▶ SOURCE DOCUMENT
"""
How can I turn on AAAA / IPv6 resolving on a Vista machine thas Teredo IPv6
working?
For example: the Vista machine can visit http://[2001:4860:0:1001::68]/ but
not the normal URL http://ipv6.google.com/
de Kameel
Your name server must support IPv6 lookups. Here's a simple test:
C:\Users\garyd>nslookup
Default Server: ns1.example.com
Address: 10.0.0.25:53
> set type=aaaa
> ipv6.google.com
Server: ns1.example.com
Address: 10.0.0.25:53
Non-authoritative answer:
Name: ipv6.l.google.com
Address: 2001:4860:b002::68
Aliases: ipv6.google.com
> de Kameel wrote:
>> How can I turn on AAAA / IPv6 resolving on a Vista machine thas Teredo
>> IPv6 working?
>
> Your name server must support IPv6 lookups.
My nameserver does support IPv6. It does resolve ipv6.google.com to it's
AAAA address using nslookup.
However, filling out ipv6.google.com in the webbrowser, does not lead to the
google page. Filling out the literal IPv6 address works OK.
So my guess is that the OS has a setting that it should not resolve to IPv6
addresses, possibly to avoid "accidently" IPv6 usage.
I would like to know how to enable IPv6 resolving.
de Kameel
Perhaps it has to do with Teredo as I'm using a tunnel broker. I also use
Firefox but I assume that IE7 under Vista supports IPv6. q.v.
http://yorickdowne.wordpress.com/2008/01/26/ipv6-at-home-part-1-overview-teredo/
-Gary
Gary,
Some possibilities:
1.) Check your protocol stack.
"""
▶ RECORDED DATA
"""
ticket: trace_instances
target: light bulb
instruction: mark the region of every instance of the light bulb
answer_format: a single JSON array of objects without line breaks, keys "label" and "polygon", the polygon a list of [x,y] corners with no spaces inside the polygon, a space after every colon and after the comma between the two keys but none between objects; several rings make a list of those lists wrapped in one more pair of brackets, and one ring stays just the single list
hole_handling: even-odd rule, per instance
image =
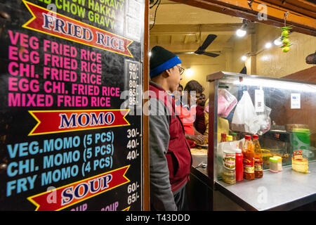
[{"label": "light bulb", "polygon": [[272,47],[272,44],[271,42],[268,42],[267,44],[265,44],[265,49],[270,49]]},{"label": "light bulb", "polygon": [[185,70],[185,75],[187,77],[192,77],[192,75],[193,75],[193,70],[191,68],[187,68]]},{"label": "light bulb", "polygon": [[282,44],[282,41],[280,37],[278,37],[273,41],[273,43],[275,44],[275,45],[278,46],[280,46],[281,44]]},{"label": "light bulb", "polygon": [[244,30],[242,29],[238,29],[236,31],[236,34],[238,37],[244,37],[244,35],[246,35],[246,33],[247,33],[247,32],[246,30]]}]

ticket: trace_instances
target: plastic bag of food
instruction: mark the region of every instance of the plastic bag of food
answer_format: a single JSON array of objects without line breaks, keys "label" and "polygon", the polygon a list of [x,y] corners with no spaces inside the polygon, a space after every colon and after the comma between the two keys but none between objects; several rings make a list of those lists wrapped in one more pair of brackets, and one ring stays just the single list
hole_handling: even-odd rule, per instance
[{"label": "plastic bag of food", "polygon": [[249,134],[257,134],[260,130],[259,118],[247,91],[243,95],[235,110],[232,129]]},{"label": "plastic bag of food", "polygon": [[270,130],[271,128],[271,119],[270,114],[271,113],[271,109],[265,105],[265,110],[263,113],[258,115],[260,124],[260,130],[258,131],[258,134],[263,135]]},{"label": "plastic bag of food", "polygon": [[218,89],[217,112],[219,117],[227,117],[237,103],[236,97],[228,91],[223,89]]}]

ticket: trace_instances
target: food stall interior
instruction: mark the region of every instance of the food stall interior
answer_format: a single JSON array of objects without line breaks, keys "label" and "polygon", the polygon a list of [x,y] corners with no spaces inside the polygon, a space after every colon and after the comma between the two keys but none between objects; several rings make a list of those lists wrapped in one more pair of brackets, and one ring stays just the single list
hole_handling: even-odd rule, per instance
[{"label": "food stall interior", "polygon": [[[193,155],[192,210],[289,210],[314,202],[316,84],[226,72],[207,80],[209,150],[207,156]],[[222,133],[234,134],[235,141],[220,142]],[[242,149],[245,135],[253,134],[258,135],[263,177],[224,182],[224,152]],[[270,169],[275,157],[282,162],[278,172]]]}]

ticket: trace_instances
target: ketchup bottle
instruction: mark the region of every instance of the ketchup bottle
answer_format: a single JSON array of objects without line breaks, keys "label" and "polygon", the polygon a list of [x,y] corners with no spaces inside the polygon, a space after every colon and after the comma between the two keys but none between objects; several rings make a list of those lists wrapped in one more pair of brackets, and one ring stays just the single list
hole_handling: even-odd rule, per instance
[{"label": "ketchup bottle", "polygon": [[235,170],[236,170],[236,181],[240,181],[243,180],[244,176],[244,165],[242,164],[242,150],[237,148],[235,150]]}]

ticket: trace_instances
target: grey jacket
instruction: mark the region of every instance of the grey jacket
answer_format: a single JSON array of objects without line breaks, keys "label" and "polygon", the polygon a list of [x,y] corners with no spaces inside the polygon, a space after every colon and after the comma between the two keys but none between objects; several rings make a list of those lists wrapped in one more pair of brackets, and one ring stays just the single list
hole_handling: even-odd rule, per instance
[{"label": "grey jacket", "polygon": [[[150,84],[159,86],[152,82]],[[154,210],[176,211],[165,156],[170,139],[169,117],[159,100],[150,98],[150,204]]]}]

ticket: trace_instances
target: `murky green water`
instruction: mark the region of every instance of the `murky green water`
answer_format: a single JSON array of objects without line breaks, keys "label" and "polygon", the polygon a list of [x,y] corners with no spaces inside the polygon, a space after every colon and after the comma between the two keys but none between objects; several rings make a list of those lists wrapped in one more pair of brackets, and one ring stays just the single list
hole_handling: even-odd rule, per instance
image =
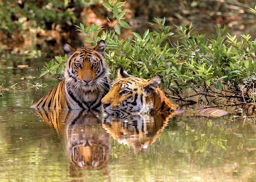
[{"label": "murky green water", "polygon": [[225,108],[219,118],[184,108],[169,118],[122,119],[36,111],[29,106],[57,82],[37,78],[42,59],[16,59],[25,69],[1,61],[0,181],[255,180],[255,118],[244,108]]}]

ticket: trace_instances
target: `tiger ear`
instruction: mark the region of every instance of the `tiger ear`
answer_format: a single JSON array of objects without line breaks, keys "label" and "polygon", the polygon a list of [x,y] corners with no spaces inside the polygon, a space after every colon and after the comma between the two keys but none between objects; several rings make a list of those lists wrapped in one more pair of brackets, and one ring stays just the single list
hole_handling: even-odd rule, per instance
[{"label": "tiger ear", "polygon": [[105,49],[105,47],[106,43],[105,43],[105,41],[102,40],[100,40],[98,43],[98,45],[94,48],[94,50],[103,55],[104,55],[104,50]]},{"label": "tiger ear", "polygon": [[129,77],[127,72],[124,70],[124,68],[123,67],[121,67],[120,69],[117,72],[117,79],[122,79],[122,78],[127,78]]},{"label": "tiger ear", "polygon": [[68,58],[69,58],[69,57],[73,55],[76,51],[76,49],[75,47],[72,46],[68,43],[65,43],[64,44],[64,46],[63,46],[63,48],[65,52],[67,53],[67,55],[68,56]]},{"label": "tiger ear", "polygon": [[144,87],[144,90],[147,96],[149,96],[155,91],[157,88],[161,84],[161,76],[158,75],[148,81],[147,84]]}]

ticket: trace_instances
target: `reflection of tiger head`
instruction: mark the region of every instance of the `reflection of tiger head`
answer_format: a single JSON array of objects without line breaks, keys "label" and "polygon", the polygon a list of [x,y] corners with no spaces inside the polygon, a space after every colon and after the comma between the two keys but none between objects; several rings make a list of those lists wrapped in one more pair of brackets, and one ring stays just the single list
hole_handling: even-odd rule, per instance
[{"label": "reflection of tiger head", "polygon": [[94,49],[76,49],[69,44],[65,44],[64,50],[68,58],[65,77],[71,86],[87,90],[104,88],[108,73],[104,58],[105,46],[103,40]]},{"label": "reflection of tiger head", "polygon": [[35,114],[61,136],[65,133],[71,167],[101,169],[107,164],[110,146],[109,134],[102,128],[97,114],[79,110],[44,110]]},{"label": "reflection of tiger head", "polygon": [[103,126],[119,143],[132,146],[134,153],[146,152],[161,135],[170,116],[164,117],[133,115],[123,118],[109,116],[103,119]]},{"label": "reflection of tiger head", "polygon": [[108,134],[93,114],[82,114],[67,126],[68,150],[74,164],[87,169],[100,169],[106,165],[110,146]]},{"label": "reflection of tiger head", "polygon": [[105,113],[125,115],[144,112],[171,112],[176,108],[158,87],[160,76],[149,81],[131,77],[122,67],[117,79],[101,100]]}]

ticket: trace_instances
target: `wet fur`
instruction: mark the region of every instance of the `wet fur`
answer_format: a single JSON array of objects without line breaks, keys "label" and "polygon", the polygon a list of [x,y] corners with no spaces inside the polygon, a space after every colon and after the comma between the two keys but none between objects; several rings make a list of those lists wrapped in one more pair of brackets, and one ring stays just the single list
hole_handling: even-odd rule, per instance
[{"label": "wet fur", "polygon": [[[68,60],[64,79],[32,108],[95,110],[110,87],[104,58],[105,42],[94,49],[76,49],[66,43],[64,49]],[[86,82],[89,81],[88,83]]]}]

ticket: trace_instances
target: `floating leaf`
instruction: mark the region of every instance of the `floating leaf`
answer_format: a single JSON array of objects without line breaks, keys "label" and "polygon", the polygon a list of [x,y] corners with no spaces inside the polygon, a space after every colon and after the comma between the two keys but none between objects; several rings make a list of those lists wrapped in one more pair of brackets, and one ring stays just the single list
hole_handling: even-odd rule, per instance
[{"label": "floating leaf", "polygon": [[203,116],[219,117],[227,114],[227,112],[215,108],[207,108],[196,111],[194,113]]}]

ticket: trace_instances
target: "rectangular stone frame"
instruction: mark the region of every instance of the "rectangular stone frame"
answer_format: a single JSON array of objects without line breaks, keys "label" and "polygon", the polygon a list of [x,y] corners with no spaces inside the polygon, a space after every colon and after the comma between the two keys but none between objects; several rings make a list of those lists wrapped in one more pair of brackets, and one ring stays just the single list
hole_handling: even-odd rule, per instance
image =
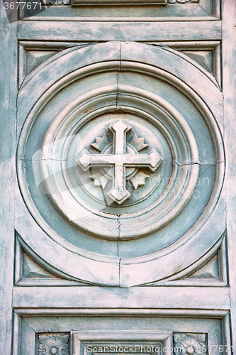
[{"label": "rectangular stone frame", "polygon": [[[117,39],[120,40],[145,40],[145,41],[167,41],[179,40],[180,36],[183,33],[183,40],[221,40],[223,37],[222,55],[224,66],[224,75],[223,77],[223,87],[224,91],[224,109],[225,109],[225,142],[227,155],[227,173],[225,178],[226,197],[227,197],[227,253],[229,256],[229,283],[230,287],[210,288],[211,298],[209,300],[206,294],[208,287],[196,288],[186,287],[185,290],[192,300],[189,305],[186,305],[183,299],[181,289],[176,287],[166,288],[139,288],[137,290],[133,289],[130,292],[127,298],[126,290],[119,290],[113,289],[115,295],[118,295],[120,300],[116,307],[125,307],[127,308],[125,315],[140,316],[145,312],[148,315],[174,315],[181,314],[181,317],[189,317],[191,315],[198,315],[199,317],[210,317],[214,310],[223,310],[223,324],[227,329],[225,335],[225,344],[230,344],[230,324],[232,327],[232,341],[235,349],[236,346],[236,255],[235,252],[236,245],[236,221],[235,221],[235,112],[236,112],[236,82],[232,80],[232,74],[235,74],[236,61],[236,36],[235,36],[235,13],[236,3],[232,0],[223,0],[223,21],[220,20],[201,21],[197,21],[199,24],[199,30],[196,30],[196,23],[194,21],[173,21],[172,26],[167,21],[162,23],[150,23],[151,31],[147,33],[145,32],[145,23],[127,23],[120,24],[107,23],[106,26],[101,22],[94,24],[95,36],[89,36],[86,33],[88,25],[86,23],[73,23],[71,26],[64,26],[64,33],[60,35],[61,26],[64,26],[64,21],[55,21],[52,24],[51,36],[47,33],[47,21],[25,21],[18,23],[18,38],[21,40],[96,40],[99,37],[101,40],[110,40]],[[1,95],[0,99],[2,104],[1,110],[1,214],[4,217],[1,223],[1,283],[4,285],[1,290],[2,302],[1,302],[1,315],[3,320],[0,323],[0,352],[1,354],[10,354],[11,351],[11,337],[13,334],[13,355],[20,354],[18,332],[21,324],[23,339],[21,339],[21,347],[27,342],[30,344],[27,351],[29,355],[32,352],[32,344],[35,342],[35,332],[28,324],[25,324],[24,317],[27,315],[30,317],[35,317],[39,313],[49,315],[51,312],[54,314],[63,315],[64,310],[58,307],[61,297],[66,294],[66,290],[62,290],[62,295],[58,295],[59,290],[51,288],[47,292],[51,292],[51,295],[45,299],[42,303],[40,299],[45,296],[45,290],[43,288],[26,288],[14,286],[13,295],[14,301],[12,305],[12,288],[13,285],[13,264],[14,264],[14,243],[15,234],[13,229],[13,207],[14,195],[13,185],[16,181],[14,154],[16,151],[15,135],[13,128],[16,126],[16,99],[17,95],[17,41],[16,30],[17,23],[9,24],[3,6],[1,9],[2,21],[1,21],[3,36],[1,38],[1,53],[5,53],[2,67],[4,77],[1,85],[1,89],[5,92]],[[90,26],[90,25],[89,25]],[[118,32],[118,28],[120,31]],[[136,34],[133,35],[135,28]],[[159,31],[159,30],[162,31]],[[162,35],[160,34],[162,33]],[[62,290],[62,288],[60,289]],[[53,291],[53,292],[52,292]],[[96,307],[101,307],[100,297],[101,290],[96,288],[86,288],[86,295],[84,294],[84,288],[73,288],[72,296],[78,297],[74,304],[72,302],[72,296],[70,302],[68,303],[68,313],[74,315],[77,312],[84,315],[89,315],[91,312],[99,312]],[[198,293],[198,295],[196,294]],[[158,301],[157,297],[161,299]],[[86,302],[81,302],[81,300],[87,296]],[[158,297],[157,297],[158,296]],[[163,300],[165,310],[157,310],[162,307]],[[135,305],[133,309],[128,309],[130,305]],[[150,305],[153,308],[150,309]],[[113,302],[111,300],[103,300],[104,312],[111,315],[113,310],[111,309]],[[123,306],[122,306],[123,305]],[[13,320],[12,306],[16,308]],[[186,307],[188,310],[184,310]],[[77,310],[76,310],[77,308]],[[198,310],[193,310],[194,308]],[[201,310],[201,308],[202,308]],[[206,310],[203,310],[205,308]],[[69,310],[69,309],[70,310]],[[192,309],[192,310],[191,310]],[[230,311],[230,317],[227,315],[225,310]],[[119,313],[120,310],[118,310]],[[124,311],[123,311],[124,312]],[[121,312],[121,314],[123,314]],[[221,313],[220,313],[221,315]],[[149,316],[150,316],[149,315]],[[221,317],[221,316],[220,316]],[[22,319],[22,322],[21,320]],[[27,335],[26,332],[28,333]],[[23,353],[27,354],[23,348]]]}]

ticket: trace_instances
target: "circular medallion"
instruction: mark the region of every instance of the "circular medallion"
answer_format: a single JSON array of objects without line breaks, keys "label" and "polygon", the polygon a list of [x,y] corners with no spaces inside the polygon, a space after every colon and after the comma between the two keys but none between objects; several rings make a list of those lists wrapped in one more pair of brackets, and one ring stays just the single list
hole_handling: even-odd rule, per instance
[{"label": "circular medallion", "polygon": [[26,78],[17,231],[55,273],[130,285],[190,268],[224,231],[222,97],[175,51],[121,48],[122,70],[120,43],[108,43],[62,51]]}]

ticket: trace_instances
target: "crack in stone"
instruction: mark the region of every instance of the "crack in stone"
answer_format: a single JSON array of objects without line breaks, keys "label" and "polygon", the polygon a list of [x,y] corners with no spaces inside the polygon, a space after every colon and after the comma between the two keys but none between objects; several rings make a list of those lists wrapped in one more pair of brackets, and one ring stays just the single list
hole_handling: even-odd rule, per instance
[{"label": "crack in stone", "polygon": [[186,164],[179,164],[176,160],[173,160],[178,166],[186,166],[186,165],[200,165],[200,166],[215,166],[216,164],[219,163],[224,163],[223,161],[218,161],[215,164],[201,164],[200,163],[189,163]]},{"label": "crack in stone", "polygon": [[119,285],[120,284],[120,261],[121,261],[121,258],[119,256],[119,239],[120,236],[120,214],[117,214],[117,224],[118,224],[118,239],[117,239],[117,256],[119,258]]},{"label": "crack in stone", "polygon": [[23,159],[23,158],[16,158],[18,160],[23,160],[23,161],[41,161],[41,160],[54,160],[54,161],[67,161],[67,158],[66,159],[52,159],[52,158],[47,158],[47,159],[45,158],[40,158],[40,159]]}]

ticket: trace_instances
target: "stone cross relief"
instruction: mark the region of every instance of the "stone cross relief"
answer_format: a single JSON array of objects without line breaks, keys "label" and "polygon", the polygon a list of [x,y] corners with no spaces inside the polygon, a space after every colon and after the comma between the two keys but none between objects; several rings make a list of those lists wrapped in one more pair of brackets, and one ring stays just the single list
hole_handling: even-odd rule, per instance
[{"label": "stone cross relief", "polygon": [[[138,138],[135,134],[130,141],[136,141],[137,144],[142,146],[133,153],[126,153],[126,134],[132,129],[125,122],[118,120],[108,127],[113,133],[112,154],[91,154],[86,149],[84,149],[77,163],[84,171],[91,167],[113,167],[112,188],[108,192],[108,196],[118,204],[130,197],[130,193],[126,189],[125,168],[148,168],[154,172],[161,164],[163,159],[156,149],[153,148],[148,153],[138,153],[138,151],[148,146],[143,144],[143,138]],[[94,148],[99,148],[99,140],[106,139],[106,135],[102,138],[96,138],[96,143],[91,144]],[[142,143],[140,142],[142,141]],[[108,141],[107,143],[108,143]],[[148,175],[145,175],[146,177]],[[139,184],[139,185],[144,185]]]}]

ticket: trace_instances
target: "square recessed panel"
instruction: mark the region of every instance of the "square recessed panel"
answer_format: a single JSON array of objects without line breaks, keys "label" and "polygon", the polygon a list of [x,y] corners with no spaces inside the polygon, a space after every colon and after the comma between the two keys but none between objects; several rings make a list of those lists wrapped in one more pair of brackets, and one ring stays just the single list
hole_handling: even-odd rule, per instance
[{"label": "square recessed panel", "polygon": [[72,332],[72,355],[171,355],[172,332],[91,331]]}]

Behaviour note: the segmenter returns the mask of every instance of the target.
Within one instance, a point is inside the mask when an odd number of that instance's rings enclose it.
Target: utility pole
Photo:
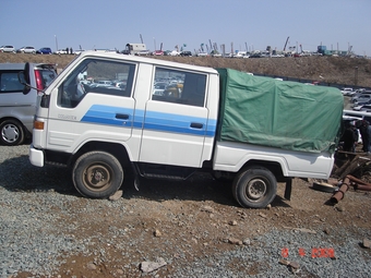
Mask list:
[[[55,35],[56,38],[56,51],[58,51],[58,39],[57,39],[57,35]]]

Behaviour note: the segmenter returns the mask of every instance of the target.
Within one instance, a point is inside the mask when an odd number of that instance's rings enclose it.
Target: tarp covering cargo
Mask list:
[[[230,69],[217,71],[220,75],[217,140],[334,153],[344,102],[339,89]]]

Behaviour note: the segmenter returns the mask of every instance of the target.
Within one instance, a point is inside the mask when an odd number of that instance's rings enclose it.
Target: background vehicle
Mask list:
[[[16,50],[17,53],[36,53],[35,47],[21,47],[20,49]]]
[[[125,87],[85,87],[76,97],[82,75],[119,77]],[[156,92],[158,82],[169,85]],[[334,87],[85,51],[38,102],[29,160],[72,166],[75,189],[99,198],[117,192],[124,171],[134,173],[136,188],[142,178],[185,180],[205,171],[232,179],[241,206],[261,208],[277,181],[290,188],[292,177],[330,177],[343,107]]]
[[[29,137],[36,112],[37,90],[45,89],[57,76],[51,64],[31,64],[29,94],[23,95],[19,72],[24,63],[0,63],[0,143],[8,146],[22,144]],[[37,88],[37,89],[36,89]]]
[[[38,55],[51,55],[52,51],[49,47],[43,47],[36,51]]]
[[[56,55],[67,55],[67,50],[65,49],[58,49],[55,53]]]
[[[15,53],[15,48],[13,46],[1,46],[0,52],[13,52],[13,53]]]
"""
▶ EXERCISE SET
(1) Reproduce the passage of the IPv6 thread starting at "However, filling out" and ending at "supports IPv6. q.v.".
(2) Carry on the IPv6 thread about Vista and Teredo from its last line.
The items have no connection to the IPv6 discussion.

▶ RESULTS BY TASK
(1)
However, filling out ipv6.google.com in the webbrowser, does not lead to the
google page. Filling out the literal IPv6 address works OK.
So my guess is that the OS has a setting that it should not resolve to IPv6
addresses, possibly to avoid "accidently" IPv6 usage.
I would like to know how to enable IPv6 resolving.
de Kameel
Perhaps it has to do with Teredo as I'm using a tunnel broker. I also use
Firefox but I assume that IE7 under Vista supports IPv6. q.v.

(2)
Do you have IPV6 listed?
If not add the IPV6 protocol.
Firefox on Vista with the IPV6 protocol added and using a SixXS tunnel
works fine at school on a number of IP V6 sites such as
ipv6.google.com (and others on the ip v6 website list).
2.) Have you checked the latency for your tunnel?
At home using Hughes Satellite Internet, the latency is too long and
IPV6 does not work -- the sites time out using the same SixXS
tunnel.
Regards,
Ed
"In order to avoid 'spamming' the Internet with inefficient and slow IPv6
Teredo traffic, Microsoft have configured DNS so that the system will
_never_ resolve any name to an IPv6 address _as long as_ the system only
has link-local and Teredo IPv6 addresses. Teredo is meant to be used by
applications that specifically request its use and that does not include
any browsers."
Read the full article for more info...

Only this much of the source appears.